(Stored data)

——

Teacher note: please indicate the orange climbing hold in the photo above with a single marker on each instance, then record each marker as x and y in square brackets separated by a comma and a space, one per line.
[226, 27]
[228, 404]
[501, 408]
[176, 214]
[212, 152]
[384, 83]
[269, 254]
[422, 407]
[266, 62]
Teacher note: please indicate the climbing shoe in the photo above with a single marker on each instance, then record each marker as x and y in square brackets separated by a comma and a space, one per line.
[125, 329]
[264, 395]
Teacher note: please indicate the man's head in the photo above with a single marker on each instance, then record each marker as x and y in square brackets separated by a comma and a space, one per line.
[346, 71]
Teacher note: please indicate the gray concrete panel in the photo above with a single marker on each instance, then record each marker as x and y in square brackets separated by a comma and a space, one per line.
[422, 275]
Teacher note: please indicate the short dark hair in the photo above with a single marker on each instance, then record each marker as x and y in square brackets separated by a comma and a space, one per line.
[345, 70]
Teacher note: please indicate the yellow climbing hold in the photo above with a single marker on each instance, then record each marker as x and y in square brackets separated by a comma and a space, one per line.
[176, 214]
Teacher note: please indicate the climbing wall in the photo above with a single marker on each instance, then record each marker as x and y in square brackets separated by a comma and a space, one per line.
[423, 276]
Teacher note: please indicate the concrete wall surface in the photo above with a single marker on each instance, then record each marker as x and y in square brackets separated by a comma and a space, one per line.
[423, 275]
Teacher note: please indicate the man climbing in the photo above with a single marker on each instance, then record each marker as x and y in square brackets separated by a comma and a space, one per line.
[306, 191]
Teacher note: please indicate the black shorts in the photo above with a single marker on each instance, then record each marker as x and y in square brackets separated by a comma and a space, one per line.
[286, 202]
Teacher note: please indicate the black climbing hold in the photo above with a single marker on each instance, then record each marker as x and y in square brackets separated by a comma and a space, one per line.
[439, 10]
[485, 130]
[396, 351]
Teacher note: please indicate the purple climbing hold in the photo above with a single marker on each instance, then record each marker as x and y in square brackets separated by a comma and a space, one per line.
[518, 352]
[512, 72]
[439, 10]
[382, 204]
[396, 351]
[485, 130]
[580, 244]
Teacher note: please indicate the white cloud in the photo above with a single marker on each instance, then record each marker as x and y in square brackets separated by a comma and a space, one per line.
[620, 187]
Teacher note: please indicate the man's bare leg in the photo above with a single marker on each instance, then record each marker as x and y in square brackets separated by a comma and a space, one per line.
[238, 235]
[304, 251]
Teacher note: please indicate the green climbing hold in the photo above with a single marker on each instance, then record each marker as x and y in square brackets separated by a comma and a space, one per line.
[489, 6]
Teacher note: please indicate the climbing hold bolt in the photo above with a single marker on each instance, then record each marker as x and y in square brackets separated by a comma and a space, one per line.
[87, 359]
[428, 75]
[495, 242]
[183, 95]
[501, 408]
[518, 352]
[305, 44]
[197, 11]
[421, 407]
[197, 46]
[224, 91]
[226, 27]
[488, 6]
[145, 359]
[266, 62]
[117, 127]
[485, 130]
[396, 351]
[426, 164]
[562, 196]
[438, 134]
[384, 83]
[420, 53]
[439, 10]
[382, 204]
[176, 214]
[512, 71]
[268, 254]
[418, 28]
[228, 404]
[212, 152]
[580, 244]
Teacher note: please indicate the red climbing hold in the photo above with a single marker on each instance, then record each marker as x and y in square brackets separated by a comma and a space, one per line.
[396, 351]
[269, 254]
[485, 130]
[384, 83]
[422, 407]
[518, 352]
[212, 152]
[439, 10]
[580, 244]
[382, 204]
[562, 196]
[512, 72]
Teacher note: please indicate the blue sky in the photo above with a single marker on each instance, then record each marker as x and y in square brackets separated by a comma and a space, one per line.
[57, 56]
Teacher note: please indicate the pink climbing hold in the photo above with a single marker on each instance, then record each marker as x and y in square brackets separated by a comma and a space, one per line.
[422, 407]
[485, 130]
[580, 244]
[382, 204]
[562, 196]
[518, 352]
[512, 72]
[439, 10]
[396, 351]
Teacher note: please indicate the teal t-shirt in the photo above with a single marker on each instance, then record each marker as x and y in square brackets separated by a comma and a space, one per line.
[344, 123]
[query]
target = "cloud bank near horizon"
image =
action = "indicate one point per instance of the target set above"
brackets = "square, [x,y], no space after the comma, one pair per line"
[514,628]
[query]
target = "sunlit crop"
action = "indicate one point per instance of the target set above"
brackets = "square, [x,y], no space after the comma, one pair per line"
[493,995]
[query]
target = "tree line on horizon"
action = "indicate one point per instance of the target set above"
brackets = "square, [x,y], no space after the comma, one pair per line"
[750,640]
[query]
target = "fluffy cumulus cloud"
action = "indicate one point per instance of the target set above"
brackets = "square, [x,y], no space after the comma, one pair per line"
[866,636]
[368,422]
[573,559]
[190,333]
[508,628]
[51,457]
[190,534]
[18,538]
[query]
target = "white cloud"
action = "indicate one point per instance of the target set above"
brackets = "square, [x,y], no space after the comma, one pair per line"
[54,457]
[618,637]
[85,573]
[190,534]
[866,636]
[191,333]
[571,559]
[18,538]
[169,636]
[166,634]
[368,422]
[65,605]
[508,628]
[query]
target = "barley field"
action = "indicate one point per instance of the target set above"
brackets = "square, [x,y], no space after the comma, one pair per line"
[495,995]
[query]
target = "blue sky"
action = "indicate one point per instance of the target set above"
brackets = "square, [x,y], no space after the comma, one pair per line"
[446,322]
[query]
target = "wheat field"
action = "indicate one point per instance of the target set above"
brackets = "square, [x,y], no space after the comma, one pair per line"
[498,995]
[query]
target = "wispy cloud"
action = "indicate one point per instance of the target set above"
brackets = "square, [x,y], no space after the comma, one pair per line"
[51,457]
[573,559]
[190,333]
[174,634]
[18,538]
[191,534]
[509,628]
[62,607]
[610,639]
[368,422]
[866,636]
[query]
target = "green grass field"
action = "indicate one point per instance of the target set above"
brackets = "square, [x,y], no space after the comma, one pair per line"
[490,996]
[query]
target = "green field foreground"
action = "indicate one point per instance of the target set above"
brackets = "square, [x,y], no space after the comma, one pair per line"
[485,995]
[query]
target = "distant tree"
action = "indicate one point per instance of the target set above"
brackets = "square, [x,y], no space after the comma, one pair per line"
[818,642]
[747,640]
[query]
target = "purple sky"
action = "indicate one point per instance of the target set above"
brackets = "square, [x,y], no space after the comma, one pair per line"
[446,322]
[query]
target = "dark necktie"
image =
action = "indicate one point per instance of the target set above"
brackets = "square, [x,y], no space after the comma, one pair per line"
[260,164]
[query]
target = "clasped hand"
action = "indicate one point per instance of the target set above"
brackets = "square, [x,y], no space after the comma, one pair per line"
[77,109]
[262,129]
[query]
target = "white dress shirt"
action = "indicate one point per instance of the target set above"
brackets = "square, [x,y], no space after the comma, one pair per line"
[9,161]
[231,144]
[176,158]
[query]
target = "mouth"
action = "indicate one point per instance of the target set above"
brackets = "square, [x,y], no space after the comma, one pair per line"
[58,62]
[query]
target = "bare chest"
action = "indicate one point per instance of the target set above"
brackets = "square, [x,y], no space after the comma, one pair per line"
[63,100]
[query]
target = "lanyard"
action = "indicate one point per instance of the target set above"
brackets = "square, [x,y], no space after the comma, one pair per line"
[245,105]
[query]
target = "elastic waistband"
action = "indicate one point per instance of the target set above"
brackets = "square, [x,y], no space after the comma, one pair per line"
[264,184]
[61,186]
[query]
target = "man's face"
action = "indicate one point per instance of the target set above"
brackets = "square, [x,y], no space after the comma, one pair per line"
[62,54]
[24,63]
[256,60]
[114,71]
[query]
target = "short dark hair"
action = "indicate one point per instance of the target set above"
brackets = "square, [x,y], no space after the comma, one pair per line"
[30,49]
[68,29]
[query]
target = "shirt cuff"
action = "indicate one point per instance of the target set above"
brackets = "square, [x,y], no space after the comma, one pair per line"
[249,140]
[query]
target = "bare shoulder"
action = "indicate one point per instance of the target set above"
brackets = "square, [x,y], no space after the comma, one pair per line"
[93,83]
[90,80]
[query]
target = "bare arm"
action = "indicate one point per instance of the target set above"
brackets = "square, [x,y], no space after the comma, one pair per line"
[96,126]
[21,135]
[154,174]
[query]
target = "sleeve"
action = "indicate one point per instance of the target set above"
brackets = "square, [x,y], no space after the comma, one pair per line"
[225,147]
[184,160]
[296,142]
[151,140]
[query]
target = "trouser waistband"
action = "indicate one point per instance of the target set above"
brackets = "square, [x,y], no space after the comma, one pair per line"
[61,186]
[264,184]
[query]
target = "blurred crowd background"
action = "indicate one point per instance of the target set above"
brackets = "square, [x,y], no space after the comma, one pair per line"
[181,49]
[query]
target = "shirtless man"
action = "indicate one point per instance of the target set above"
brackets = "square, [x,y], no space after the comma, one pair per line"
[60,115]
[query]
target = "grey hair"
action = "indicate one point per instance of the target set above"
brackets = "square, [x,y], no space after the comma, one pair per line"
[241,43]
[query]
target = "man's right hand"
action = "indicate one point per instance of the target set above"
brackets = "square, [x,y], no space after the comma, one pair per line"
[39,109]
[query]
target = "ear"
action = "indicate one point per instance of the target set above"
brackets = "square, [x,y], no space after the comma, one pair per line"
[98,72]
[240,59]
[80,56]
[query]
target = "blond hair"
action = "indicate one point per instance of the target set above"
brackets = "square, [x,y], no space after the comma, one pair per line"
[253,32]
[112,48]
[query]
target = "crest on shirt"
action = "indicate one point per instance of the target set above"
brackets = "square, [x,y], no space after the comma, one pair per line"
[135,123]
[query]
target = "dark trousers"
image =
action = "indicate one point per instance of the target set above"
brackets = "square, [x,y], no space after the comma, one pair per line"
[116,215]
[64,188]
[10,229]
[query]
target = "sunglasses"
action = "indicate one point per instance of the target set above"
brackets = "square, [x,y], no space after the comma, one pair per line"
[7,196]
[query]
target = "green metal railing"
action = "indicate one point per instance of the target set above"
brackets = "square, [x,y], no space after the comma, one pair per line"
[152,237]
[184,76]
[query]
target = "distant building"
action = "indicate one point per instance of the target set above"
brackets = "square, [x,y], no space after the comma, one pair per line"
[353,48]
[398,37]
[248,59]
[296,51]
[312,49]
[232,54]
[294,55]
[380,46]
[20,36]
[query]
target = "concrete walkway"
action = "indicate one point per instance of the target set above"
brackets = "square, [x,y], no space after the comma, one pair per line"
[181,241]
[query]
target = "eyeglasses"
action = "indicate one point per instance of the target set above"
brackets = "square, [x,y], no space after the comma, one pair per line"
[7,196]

——

WHAT THE TASK ASKS: From the records above, pick out and copy each line holding the word "tree".

SOLVED PROBLEM:
target = "tree line on horizon"
target = "distant tree"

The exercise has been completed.